Short task:
List every line of the records below as a numbered list, skipping the blank lines and leaving out the pictures.

*** Records for the task

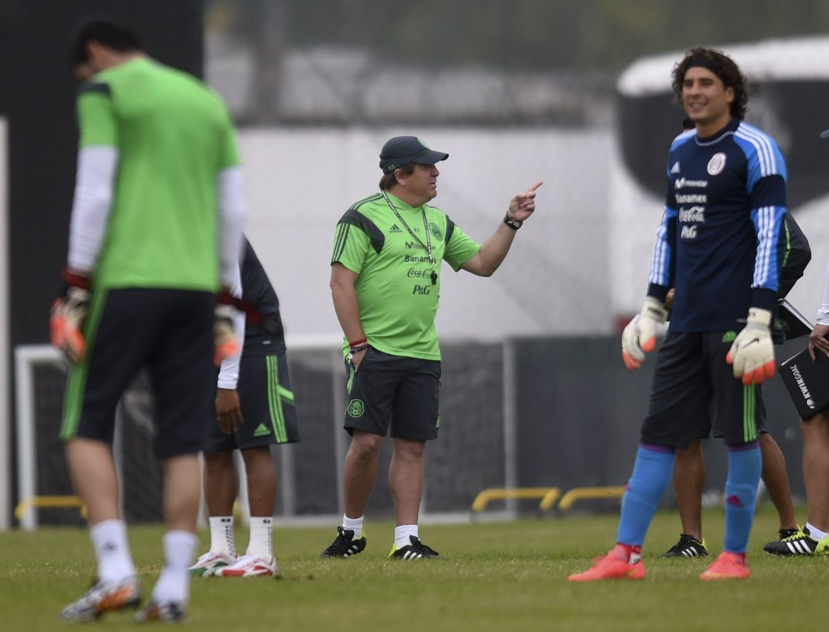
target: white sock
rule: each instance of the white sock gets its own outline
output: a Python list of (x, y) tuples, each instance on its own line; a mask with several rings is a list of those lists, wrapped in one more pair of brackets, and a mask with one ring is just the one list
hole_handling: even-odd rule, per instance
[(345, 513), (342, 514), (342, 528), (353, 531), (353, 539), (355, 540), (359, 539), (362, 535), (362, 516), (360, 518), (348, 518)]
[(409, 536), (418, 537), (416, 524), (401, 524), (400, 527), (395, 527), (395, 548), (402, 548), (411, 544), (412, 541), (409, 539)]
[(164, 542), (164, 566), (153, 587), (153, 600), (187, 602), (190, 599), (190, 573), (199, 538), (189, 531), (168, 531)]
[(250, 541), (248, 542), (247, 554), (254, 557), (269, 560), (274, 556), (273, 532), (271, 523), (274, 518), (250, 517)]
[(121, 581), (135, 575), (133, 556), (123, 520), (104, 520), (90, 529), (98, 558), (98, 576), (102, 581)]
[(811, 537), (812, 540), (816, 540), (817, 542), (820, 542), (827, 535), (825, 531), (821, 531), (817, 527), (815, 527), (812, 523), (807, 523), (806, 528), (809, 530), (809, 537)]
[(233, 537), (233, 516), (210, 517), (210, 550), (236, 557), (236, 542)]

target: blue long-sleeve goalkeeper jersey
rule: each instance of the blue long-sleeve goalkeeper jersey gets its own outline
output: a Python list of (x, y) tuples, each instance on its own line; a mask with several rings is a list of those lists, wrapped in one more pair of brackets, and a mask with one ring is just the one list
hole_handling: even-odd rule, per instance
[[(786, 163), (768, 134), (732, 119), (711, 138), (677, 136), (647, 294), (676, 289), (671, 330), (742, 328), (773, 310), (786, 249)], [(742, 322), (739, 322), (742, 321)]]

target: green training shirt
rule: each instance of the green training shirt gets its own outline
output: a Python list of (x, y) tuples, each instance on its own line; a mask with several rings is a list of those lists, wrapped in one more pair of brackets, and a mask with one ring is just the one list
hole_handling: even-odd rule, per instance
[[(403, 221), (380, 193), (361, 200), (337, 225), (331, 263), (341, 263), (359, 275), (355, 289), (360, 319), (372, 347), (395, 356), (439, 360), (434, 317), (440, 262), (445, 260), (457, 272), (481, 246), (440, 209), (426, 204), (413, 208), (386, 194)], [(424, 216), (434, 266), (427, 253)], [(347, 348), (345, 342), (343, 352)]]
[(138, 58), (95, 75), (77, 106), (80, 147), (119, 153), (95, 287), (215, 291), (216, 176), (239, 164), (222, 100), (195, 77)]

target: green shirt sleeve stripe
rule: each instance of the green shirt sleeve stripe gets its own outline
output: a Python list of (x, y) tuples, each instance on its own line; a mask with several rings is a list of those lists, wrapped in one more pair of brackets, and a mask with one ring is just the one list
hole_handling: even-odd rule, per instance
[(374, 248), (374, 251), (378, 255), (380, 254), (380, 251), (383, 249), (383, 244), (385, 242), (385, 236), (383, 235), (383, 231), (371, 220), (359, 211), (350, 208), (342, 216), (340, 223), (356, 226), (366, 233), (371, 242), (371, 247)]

******

Exercise response:
1. target: white sock
2. rule: each instance of the white sock gets its own outline
3. output: a Python list of (x, y) tuples, each instance on its own line; a mask with several rings is a list of those lists, wrapped in one more pair of brackets, and a mask with one ring is just the one list
4. hole_handling: even-odd rule, per instance
5. [(345, 513), (342, 514), (342, 528), (353, 531), (353, 539), (355, 540), (359, 539), (362, 535), (362, 516), (360, 518), (348, 518)]
6. [(409, 536), (418, 537), (416, 524), (401, 524), (400, 527), (395, 527), (395, 548), (402, 548), (411, 544), (412, 541), (409, 539)]
7. [(164, 542), (164, 566), (153, 587), (153, 600), (187, 602), (190, 599), (190, 573), (199, 538), (189, 531), (168, 531)]
8. [(250, 541), (248, 542), (247, 554), (254, 557), (269, 560), (274, 556), (273, 532), (271, 523), (274, 518), (250, 517)]
9. [(121, 581), (135, 575), (133, 556), (123, 520), (104, 520), (90, 529), (98, 558), (98, 576), (102, 581)]
10. [(811, 537), (812, 540), (816, 540), (817, 542), (820, 542), (827, 535), (825, 531), (821, 531), (817, 527), (815, 527), (812, 523), (807, 523), (806, 528), (809, 530), (809, 537)]
11. [(233, 537), (233, 516), (210, 517), (210, 550), (236, 557), (236, 542)]
12. target: blue long-sleeve goalkeeper jersey
13. rule: each instance of the blue long-sleeve goalkeeper jersey gets its own outline
14. output: a Python list of (x, y) tuples, each instance on its own line; a mask with several rings is a list of those lists, wrapped in one more pair of brackets, and a mask with one ring is just the one list
15. hole_handling: even-odd rule, per instance
16. [[(786, 163), (768, 134), (732, 119), (711, 138), (677, 136), (647, 294), (676, 289), (671, 330), (742, 328), (773, 310), (786, 249)], [(742, 322), (739, 322), (742, 321)]]
17. target: green training shirt
18. rule: each instance of the green training shirt gets its own outline
19. output: a Python list of (x, y) tuples, each instance on its own line; a mask with several rings is a list of those lists, wrapped in one more pair of brackets, and a mask with one ring is just the one list
20. hole_handling: even-odd rule, per instance
21. [[(403, 221), (380, 193), (361, 200), (337, 225), (331, 263), (341, 263), (359, 275), (355, 289), (360, 319), (372, 347), (395, 356), (439, 360), (434, 317), (440, 262), (445, 260), (457, 272), (481, 246), (440, 209), (426, 204), (413, 208), (386, 194)], [(424, 216), (434, 266), (427, 253)], [(347, 348), (345, 342), (343, 352)]]
22. [(138, 58), (95, 75), (77, 106), (80, 147), (119, 153), (95, 287), (215, 291), (216, 176), (239, 164), (222, 100), (195, 77)]
23. target: green shirt sleeve stripe
24. rule: each instance of the green shirt sleeve stripe gets its own outline
25. output: a Python list of (x, y) tuples, each instance on its own line; a mask with several rings is a list of those lists, wrapped in one more pair of brackets, and a mask with one ring is just the one list
26. hole_handling: even-odd rule, per instance
27. [(374, 248), (374, 251), (378, 255), (380, 254), (380, 251), (383, 249), (383, 244), (385, 242), (385, 236), (383, 235), (383, 231), (371, 220), (359, 211), (350, 208), (342, 216), (340, 223), (356, 226), (366, 233), (371, 242), (371, 247)]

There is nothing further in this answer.